What the task asks:
Pull out every line of the material below that contains the string "grass", matching case exactly.

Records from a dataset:
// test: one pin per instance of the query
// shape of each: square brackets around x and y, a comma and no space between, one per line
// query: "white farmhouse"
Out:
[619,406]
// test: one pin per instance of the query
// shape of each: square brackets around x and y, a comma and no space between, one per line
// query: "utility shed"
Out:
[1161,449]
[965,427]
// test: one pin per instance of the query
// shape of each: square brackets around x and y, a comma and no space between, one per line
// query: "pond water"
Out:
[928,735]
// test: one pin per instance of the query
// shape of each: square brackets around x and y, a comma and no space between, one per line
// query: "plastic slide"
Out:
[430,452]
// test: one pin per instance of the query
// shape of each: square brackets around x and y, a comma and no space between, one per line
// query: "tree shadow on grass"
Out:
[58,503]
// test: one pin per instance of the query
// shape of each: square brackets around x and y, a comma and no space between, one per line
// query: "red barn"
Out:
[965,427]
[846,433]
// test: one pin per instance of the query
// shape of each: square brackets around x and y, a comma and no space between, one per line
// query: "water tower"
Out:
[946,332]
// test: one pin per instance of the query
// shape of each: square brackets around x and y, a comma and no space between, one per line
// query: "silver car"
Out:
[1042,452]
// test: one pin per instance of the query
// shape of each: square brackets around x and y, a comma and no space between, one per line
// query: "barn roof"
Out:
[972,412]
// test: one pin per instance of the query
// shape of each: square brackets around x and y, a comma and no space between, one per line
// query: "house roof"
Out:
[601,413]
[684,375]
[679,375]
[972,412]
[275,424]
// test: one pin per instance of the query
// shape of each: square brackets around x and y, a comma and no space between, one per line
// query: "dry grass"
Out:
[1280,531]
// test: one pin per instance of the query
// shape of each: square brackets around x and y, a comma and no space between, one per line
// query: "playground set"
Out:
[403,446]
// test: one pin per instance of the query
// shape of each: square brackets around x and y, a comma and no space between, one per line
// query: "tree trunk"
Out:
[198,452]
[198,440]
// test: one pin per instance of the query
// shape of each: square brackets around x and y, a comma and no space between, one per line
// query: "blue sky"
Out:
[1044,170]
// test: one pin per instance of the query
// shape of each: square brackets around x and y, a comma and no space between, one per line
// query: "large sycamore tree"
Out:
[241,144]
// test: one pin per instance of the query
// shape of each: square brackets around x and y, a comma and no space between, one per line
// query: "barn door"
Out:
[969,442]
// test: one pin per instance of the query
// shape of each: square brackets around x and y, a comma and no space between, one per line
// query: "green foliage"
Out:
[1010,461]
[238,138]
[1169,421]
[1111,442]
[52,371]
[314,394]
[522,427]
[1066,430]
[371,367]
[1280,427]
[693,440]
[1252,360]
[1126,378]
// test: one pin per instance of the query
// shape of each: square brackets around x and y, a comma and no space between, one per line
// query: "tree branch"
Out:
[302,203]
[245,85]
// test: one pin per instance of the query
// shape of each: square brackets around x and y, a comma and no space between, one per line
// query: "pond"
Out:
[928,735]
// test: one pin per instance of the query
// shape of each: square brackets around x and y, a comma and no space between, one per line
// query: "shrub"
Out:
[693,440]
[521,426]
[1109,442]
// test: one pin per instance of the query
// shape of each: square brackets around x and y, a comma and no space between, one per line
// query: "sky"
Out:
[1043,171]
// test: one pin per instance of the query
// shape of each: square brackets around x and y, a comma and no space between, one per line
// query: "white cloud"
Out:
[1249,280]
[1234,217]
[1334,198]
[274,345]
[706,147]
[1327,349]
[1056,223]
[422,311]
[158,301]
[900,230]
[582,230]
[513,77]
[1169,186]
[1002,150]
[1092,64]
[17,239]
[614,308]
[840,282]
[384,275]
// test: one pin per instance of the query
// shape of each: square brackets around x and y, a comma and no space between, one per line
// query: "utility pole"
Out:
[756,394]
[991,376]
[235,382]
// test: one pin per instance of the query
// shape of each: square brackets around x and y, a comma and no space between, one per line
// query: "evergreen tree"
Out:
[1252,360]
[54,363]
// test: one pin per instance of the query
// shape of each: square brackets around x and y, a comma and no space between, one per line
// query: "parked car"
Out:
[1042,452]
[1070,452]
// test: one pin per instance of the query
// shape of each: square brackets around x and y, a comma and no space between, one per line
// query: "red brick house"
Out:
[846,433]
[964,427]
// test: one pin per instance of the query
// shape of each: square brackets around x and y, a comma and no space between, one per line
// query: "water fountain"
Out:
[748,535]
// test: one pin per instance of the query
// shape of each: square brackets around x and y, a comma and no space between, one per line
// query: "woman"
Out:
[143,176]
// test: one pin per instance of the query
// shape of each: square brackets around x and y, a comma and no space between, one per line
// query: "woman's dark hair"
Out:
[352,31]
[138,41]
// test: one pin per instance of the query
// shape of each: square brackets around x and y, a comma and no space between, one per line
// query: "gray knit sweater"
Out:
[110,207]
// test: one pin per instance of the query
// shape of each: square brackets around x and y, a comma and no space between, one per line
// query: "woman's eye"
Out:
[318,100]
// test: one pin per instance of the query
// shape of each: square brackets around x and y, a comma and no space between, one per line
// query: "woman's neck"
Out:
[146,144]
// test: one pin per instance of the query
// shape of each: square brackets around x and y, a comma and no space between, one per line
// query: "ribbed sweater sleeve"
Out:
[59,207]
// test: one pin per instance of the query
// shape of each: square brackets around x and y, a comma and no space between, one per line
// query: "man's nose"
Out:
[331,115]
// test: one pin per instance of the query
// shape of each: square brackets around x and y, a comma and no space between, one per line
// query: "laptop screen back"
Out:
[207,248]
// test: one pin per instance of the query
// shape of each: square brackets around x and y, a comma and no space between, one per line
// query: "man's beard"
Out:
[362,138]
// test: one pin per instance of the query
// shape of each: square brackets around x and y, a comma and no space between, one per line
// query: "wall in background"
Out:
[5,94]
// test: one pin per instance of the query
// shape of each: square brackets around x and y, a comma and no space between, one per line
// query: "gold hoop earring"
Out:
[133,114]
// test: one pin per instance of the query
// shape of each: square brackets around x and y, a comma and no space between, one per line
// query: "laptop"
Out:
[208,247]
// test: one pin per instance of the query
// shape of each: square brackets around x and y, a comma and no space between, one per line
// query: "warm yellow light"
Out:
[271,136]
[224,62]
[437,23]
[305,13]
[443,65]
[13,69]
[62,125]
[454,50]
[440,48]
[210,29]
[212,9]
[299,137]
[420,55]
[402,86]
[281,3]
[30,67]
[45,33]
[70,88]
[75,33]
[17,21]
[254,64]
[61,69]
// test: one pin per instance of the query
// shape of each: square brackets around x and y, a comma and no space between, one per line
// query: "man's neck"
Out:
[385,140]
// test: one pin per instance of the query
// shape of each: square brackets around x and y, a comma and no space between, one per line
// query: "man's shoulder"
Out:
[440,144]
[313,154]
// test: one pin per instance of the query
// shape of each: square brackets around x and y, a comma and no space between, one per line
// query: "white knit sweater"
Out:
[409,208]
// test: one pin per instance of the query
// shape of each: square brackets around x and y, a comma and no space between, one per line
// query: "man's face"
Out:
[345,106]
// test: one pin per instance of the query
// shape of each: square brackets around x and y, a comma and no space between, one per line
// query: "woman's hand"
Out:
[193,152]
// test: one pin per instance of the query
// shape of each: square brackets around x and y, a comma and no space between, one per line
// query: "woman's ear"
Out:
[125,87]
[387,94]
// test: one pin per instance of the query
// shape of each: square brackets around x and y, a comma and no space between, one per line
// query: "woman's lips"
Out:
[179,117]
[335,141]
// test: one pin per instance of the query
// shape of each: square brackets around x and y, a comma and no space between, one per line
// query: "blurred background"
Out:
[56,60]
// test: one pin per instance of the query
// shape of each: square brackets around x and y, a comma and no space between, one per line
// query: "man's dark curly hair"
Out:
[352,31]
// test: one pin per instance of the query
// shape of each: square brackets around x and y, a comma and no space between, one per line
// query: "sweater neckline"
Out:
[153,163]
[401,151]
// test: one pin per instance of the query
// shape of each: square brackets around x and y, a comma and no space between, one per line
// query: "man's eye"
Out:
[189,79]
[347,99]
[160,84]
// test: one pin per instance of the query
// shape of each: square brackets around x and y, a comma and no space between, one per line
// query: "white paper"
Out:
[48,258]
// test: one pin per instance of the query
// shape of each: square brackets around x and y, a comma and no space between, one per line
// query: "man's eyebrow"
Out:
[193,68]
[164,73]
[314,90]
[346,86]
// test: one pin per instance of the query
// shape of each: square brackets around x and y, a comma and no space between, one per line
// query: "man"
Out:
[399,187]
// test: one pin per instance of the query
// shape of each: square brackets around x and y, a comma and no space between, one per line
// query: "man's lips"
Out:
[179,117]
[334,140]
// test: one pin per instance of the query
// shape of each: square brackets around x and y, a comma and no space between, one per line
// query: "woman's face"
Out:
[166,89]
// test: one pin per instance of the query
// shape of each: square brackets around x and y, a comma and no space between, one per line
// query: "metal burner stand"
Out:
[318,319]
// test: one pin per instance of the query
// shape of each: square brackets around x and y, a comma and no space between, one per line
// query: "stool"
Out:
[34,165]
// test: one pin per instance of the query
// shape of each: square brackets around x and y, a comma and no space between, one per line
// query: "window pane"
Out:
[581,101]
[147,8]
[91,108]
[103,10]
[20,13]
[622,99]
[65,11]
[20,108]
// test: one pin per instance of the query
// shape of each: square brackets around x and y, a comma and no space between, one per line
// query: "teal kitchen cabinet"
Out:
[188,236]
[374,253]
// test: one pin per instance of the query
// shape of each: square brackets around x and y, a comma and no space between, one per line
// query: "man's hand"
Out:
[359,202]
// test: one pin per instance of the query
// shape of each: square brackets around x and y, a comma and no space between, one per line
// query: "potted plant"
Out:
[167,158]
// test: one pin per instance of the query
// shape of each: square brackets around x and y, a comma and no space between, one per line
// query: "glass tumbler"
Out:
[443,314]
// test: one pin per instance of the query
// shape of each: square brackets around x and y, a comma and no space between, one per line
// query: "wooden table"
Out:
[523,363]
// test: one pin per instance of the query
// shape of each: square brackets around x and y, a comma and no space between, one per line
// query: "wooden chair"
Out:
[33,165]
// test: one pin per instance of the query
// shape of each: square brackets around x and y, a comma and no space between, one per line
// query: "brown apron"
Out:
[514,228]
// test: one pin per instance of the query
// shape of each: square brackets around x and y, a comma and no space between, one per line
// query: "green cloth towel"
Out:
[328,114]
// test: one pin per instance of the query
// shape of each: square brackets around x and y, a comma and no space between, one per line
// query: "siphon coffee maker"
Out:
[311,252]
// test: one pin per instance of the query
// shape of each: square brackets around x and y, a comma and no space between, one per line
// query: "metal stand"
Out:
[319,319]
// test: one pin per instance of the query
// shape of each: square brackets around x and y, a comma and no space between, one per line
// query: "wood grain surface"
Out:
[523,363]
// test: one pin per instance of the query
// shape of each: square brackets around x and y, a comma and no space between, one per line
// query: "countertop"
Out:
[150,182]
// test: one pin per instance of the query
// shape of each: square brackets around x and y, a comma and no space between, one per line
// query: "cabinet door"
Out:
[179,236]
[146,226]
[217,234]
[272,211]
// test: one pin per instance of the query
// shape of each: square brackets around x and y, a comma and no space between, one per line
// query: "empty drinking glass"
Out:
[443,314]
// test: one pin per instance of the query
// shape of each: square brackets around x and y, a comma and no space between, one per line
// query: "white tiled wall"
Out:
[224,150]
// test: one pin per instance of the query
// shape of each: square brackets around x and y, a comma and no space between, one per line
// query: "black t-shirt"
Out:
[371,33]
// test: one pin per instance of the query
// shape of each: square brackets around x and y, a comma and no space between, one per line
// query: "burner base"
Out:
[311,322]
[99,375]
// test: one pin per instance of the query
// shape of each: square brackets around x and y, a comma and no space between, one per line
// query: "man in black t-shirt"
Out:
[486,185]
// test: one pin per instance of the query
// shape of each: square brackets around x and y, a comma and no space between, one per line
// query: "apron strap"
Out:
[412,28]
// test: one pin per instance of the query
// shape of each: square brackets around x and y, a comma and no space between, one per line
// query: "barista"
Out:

Exercise result:
// query: "tree shadow on grass"
// query: "dry grass"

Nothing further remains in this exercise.